-- Start of Exercise data --

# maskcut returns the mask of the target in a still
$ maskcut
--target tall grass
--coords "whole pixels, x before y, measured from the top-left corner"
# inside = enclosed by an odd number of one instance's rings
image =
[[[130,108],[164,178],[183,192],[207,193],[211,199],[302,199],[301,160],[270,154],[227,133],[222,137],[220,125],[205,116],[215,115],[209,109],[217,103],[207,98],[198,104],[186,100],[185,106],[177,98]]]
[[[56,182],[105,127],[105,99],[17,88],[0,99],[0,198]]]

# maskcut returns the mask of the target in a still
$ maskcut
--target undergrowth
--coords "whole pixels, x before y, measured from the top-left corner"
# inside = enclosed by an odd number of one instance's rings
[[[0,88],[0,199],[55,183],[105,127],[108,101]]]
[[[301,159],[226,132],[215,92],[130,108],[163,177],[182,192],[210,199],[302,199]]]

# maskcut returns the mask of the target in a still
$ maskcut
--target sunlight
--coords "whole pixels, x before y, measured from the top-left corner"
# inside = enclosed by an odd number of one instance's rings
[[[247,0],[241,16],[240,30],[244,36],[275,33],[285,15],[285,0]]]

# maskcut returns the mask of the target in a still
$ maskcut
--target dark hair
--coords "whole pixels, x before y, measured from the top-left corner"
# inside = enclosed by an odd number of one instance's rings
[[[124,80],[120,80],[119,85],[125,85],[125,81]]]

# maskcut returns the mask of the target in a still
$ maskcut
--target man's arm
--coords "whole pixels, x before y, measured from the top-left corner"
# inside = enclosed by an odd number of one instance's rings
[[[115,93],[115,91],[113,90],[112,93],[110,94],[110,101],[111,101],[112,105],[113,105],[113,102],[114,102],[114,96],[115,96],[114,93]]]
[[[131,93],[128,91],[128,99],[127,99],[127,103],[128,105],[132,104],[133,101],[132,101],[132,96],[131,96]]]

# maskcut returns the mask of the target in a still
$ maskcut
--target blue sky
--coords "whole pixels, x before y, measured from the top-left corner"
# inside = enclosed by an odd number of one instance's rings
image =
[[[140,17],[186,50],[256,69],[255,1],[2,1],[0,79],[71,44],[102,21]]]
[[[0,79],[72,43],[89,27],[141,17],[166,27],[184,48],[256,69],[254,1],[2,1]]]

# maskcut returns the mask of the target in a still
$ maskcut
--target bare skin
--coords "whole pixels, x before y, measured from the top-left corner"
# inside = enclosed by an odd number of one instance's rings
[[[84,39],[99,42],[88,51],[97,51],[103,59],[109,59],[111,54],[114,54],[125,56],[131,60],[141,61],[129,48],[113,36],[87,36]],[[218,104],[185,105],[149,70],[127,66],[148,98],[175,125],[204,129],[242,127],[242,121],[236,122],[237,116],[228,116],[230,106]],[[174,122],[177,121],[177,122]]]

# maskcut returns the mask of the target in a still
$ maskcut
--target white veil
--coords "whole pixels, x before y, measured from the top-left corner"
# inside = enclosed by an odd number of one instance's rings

-- End of Exercise data --

● Work to do:
Rewrite every item above, replacing each "maskcut" with "polycut" and leaving everything else unchanged.

● Output:
# polycut returns the mask of the target in a still
$ polycut
--target tall grass
--coords "whole pixels, x before y, measured from the top-left corner"
# inside = enclosed by an odd number of one instance's rings
image =
[[[130,108],[164,178],[183,192],[207,193],[211,199],[302,199],[301,160],[270,154],[227,133],[222,137],[220,125],[205,116],[215,115],[209,109],[217,103],[207,98],[198,104],[186,100],[185,106],[177,98]]]
[[[56,182],[105,127],[105,99],[17,88],[0,99],[0,198]]]

# polycut returns the mask of the target in a still
$ polycut
--target undergrowth
--coords "whole pixels, x before y, measured from the top-left corner"
# inside = enclosed by an odd number of one instance's rings
[[[0,88],[0,199],[55,183],[105,127],[108,101]]]
[[[301,159],[226,132],[215,92],[130,108],[163,177],[182,192],[210,199],[302,199]]]

# polycut returns the mask of the target in a still
$ polycut
--target sunlight
--coords "whole pixels, x before y, measured from the top-left corner"
# inside = enclosed by an odd number of one instance's rings
[[[247,0],[241,16],[240,30],[244,36],[275,33],[285,15],[285,0]]]

# polycut returns the mask of the target in a still
$ polycut
--target dark hair
--coords "whole pixels, x before y, measured from the top-left corner"
# inside = enclosed by an odd number of one instance's rings
[[[124,80],[120,80],[119,85],[125,85],[125,81]]]

# polycut returns the mask of the target in a still
$ polycut
--target man's arm
--coords "whole pixels, x before y, measured from the top-left corner"
# inside = enclosed by an odd number of one instance's rings
[[[115,93],[115,91],[113,90],[112,93],[110,94],[110,101],[111,101],[112,105],[113,105],[113,102],[114,102],[114,96],[115,96],[114,93]]]
[[[131,93],[128,91],[128,99],[127,99],[127,103],[128,105],[132,104],[133,101],[132,101],[132,96],[131,96]]]

# polycut returns the mask of the target in a still
$ polycut
--target blue sky
--coords "whole pixels, x before y, measured from the top-left corner"
# inside = enclosed by an odd number of one instance's rings
image =
[[[140,17],[186,50],[256,69],[255,1],[2,1],[0,79],[71,44],[102,21]]]
[[[0,79],[72,43],[89,27],[141,17],[166,27],[184,48],[256,69],[254,1],[2,1]]]

# polycut returns the mask of the target in a still
$ polycut
--target bare skin
--coords "whole pixels, x before y, measured from the top-left corner"
# inside = enclosed by an odd number of one instance's rings
[[[84,39],[99,42],[88,51],[97,51],[103,59],[109,59],[111,54],[114,54],[125,56],[131,60],[141,61],[129,48],[113,36],[87,36]],[[218,104],[185,105],[149,70],[127,66],[148,98],[175,125],[204,129],[242,127],[242,121],[236,122],[237,116],[228,116],[230,106]],[[174,122],[177,121],[177,122]]]

# polycut returns the mask of the target in a still
$ polycut
--target white veil
--coords "whole pixels, x before y, measured from the top-left corner"
# inside = enclosed by an odd number of one instance's rings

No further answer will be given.